**TASK ITEM:** Scan the records below for the line with "Target: fallen leaf" and the line with "In the photo above, where can the red", and retype that range exactly, both ends included, pictures excepted.

(Beginning of SUPPLIED ENTRIES)

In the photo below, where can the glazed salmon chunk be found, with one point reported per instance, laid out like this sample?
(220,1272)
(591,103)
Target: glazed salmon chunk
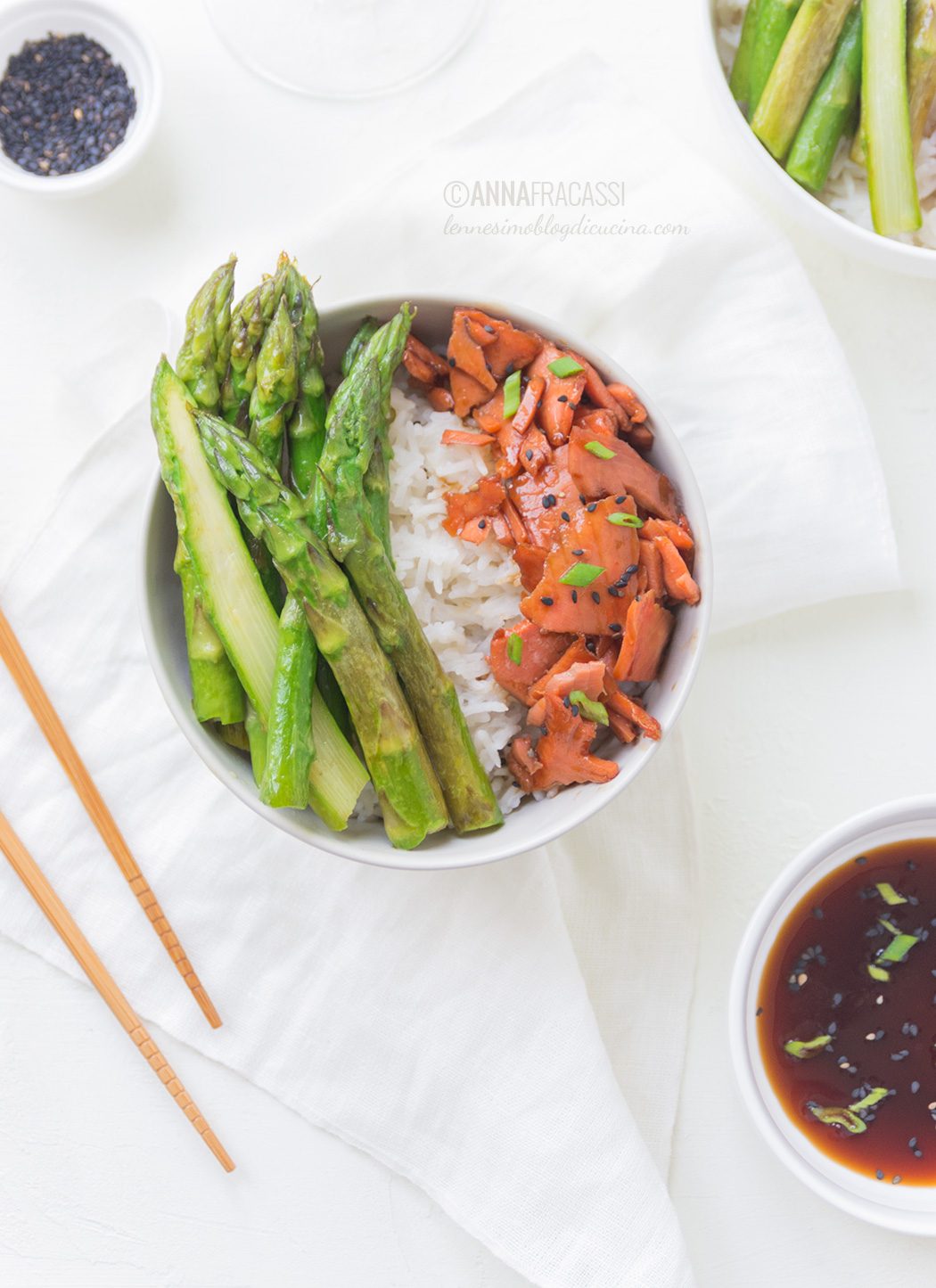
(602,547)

(End of SUPPLIED ENTRIES)
(Beginning of SUPPLIED ENTRIES)

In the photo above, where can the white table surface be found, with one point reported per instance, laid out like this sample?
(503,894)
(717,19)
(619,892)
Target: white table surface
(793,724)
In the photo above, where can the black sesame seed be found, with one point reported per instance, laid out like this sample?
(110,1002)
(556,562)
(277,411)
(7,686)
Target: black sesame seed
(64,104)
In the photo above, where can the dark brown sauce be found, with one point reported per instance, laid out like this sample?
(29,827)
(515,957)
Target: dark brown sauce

(End of SUPPLIED ENTRIES)
(Beginning of SUPPLIED ENTRIES)

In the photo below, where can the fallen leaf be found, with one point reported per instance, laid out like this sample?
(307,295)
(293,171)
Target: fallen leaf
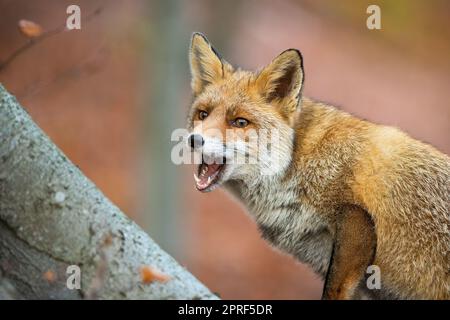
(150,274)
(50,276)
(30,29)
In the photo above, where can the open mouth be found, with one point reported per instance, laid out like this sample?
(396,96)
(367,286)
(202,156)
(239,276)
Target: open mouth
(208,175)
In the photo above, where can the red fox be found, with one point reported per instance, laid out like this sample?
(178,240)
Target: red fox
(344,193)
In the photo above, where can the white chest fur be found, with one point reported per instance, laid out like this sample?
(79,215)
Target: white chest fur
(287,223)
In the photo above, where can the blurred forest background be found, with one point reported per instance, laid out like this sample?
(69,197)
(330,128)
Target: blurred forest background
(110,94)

(End of SUPPLIED ENTRIES)

**SOLUTION TO THIS TASK:**
Target: fallen leaf
(150,274)
(50,276)
(30,29)
In the photo above, where can the open mouth be found, with one point reported per instance, laid out like this sample?
(396,96)
(367,286)
(202,156)
(239,276)
Target: open mouth
(208,175)
In the photo above, where can the red fox be found, with one point reported per instance, laid out like this sample?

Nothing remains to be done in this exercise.